§ Directions
Quote only the span from the first line of the entries to the line containing "Where can the wildflower", both ends kept. Leave every picture out.

*** Opening of Entries provided ***

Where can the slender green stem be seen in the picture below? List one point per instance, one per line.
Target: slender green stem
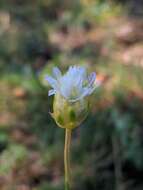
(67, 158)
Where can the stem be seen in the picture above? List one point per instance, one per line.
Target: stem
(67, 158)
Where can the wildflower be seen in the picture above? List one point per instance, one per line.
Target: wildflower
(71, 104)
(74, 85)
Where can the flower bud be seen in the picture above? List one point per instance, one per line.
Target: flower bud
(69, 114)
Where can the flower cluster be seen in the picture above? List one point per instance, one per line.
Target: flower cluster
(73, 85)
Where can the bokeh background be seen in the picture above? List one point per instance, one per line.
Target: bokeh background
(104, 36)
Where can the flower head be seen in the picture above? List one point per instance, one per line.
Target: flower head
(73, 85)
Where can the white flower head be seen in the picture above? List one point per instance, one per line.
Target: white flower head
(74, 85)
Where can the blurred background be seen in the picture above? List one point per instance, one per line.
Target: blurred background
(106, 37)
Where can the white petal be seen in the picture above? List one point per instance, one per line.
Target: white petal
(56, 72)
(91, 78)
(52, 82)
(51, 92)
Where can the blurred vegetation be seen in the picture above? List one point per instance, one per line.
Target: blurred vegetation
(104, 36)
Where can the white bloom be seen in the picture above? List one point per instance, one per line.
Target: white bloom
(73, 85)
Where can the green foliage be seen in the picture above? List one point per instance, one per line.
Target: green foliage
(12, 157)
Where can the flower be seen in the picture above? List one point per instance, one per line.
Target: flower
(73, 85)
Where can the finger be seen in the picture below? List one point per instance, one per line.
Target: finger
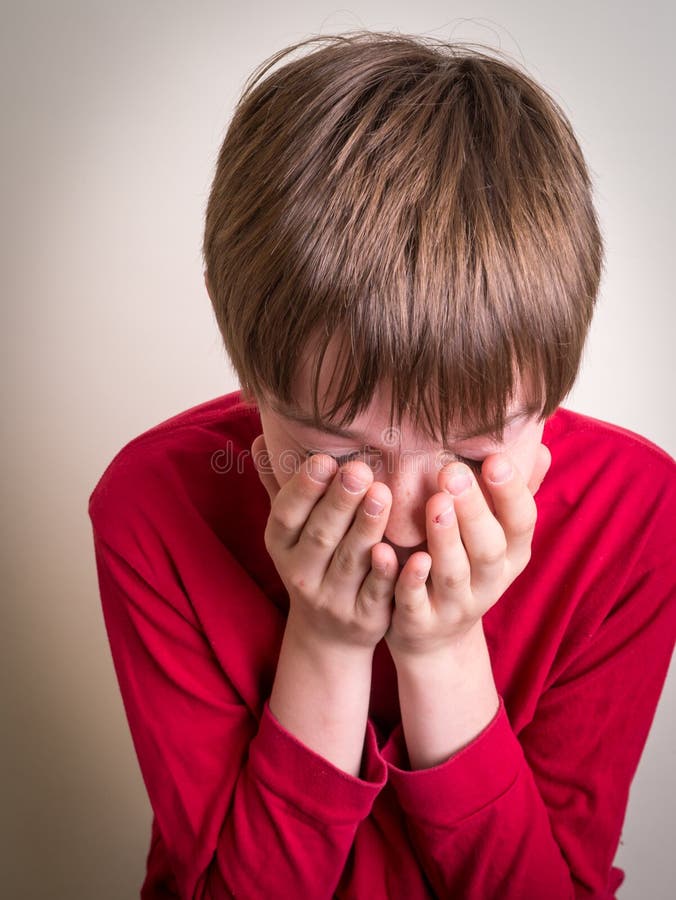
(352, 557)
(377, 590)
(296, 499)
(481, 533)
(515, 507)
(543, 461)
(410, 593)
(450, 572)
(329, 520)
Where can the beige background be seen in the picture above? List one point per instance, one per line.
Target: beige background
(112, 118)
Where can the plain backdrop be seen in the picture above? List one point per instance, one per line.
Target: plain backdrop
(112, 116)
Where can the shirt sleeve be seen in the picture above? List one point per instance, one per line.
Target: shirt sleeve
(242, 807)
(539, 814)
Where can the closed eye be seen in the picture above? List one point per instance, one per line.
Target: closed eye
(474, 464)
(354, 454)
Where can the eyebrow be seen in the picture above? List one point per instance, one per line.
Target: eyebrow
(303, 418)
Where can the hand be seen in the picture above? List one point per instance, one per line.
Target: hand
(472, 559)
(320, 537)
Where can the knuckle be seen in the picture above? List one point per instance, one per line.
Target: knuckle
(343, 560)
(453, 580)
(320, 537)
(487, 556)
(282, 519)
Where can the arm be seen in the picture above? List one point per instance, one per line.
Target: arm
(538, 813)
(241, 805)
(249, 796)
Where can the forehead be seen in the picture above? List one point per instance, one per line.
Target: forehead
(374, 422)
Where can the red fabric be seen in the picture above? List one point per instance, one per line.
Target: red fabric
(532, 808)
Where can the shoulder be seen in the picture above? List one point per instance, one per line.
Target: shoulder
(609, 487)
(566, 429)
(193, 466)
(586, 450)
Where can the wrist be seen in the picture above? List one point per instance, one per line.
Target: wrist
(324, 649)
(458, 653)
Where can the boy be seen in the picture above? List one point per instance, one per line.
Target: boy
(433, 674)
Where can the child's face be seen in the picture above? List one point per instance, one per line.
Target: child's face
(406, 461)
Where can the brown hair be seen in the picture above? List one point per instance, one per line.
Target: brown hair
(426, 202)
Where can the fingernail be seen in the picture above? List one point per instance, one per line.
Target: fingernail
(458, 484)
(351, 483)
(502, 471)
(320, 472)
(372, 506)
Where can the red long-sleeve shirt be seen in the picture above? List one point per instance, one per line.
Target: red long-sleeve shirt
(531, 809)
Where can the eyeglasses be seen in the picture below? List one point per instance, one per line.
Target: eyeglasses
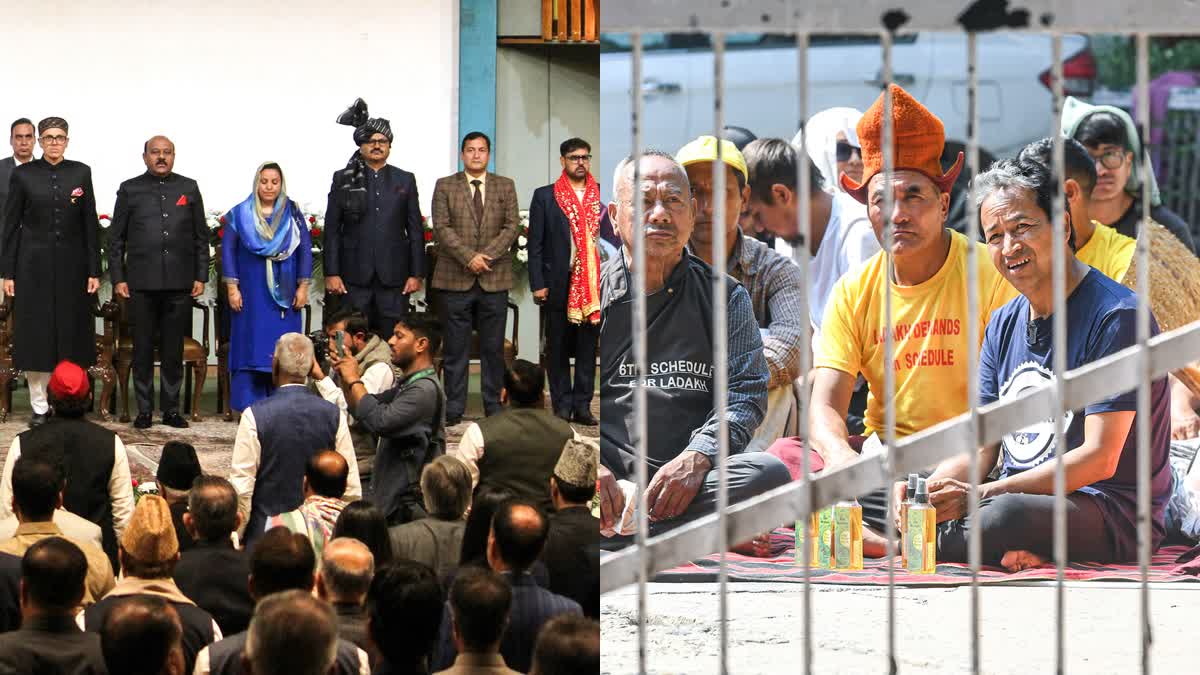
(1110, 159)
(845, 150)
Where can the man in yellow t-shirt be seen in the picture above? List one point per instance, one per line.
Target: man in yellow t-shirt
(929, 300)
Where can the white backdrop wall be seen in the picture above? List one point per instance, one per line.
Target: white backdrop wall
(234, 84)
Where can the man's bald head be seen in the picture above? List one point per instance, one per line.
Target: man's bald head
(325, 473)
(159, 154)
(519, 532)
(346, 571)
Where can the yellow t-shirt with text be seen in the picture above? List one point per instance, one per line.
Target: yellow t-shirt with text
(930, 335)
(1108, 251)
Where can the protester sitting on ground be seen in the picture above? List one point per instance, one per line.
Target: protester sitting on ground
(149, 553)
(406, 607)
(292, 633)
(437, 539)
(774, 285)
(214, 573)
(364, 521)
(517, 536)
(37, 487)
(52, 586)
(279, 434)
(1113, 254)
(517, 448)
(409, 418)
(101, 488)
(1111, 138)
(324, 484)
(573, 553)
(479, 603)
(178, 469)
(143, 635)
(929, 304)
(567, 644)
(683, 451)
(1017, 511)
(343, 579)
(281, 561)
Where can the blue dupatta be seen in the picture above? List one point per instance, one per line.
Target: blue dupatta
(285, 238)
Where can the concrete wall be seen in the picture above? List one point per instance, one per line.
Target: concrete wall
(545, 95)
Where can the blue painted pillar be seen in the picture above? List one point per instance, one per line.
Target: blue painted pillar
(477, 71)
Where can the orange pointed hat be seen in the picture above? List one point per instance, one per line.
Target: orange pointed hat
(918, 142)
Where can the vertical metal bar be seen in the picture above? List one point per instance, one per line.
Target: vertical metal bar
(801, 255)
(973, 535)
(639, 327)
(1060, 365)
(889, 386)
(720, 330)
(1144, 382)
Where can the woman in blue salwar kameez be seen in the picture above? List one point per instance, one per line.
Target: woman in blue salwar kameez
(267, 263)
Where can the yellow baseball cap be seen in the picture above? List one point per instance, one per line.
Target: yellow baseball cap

*** Close of Entries provided ***

§ Problem solution
Where can the slender green stem be seen in the picture below? List one point per instance, one per line.
Target: slender green stem
(67, 158)
Where can the stem be seen in the picture above? List one point per instance, one per line.
Target: stem
(67, 158)
Where can the wildflower be seen in the picture above? List one point per instance, one per line.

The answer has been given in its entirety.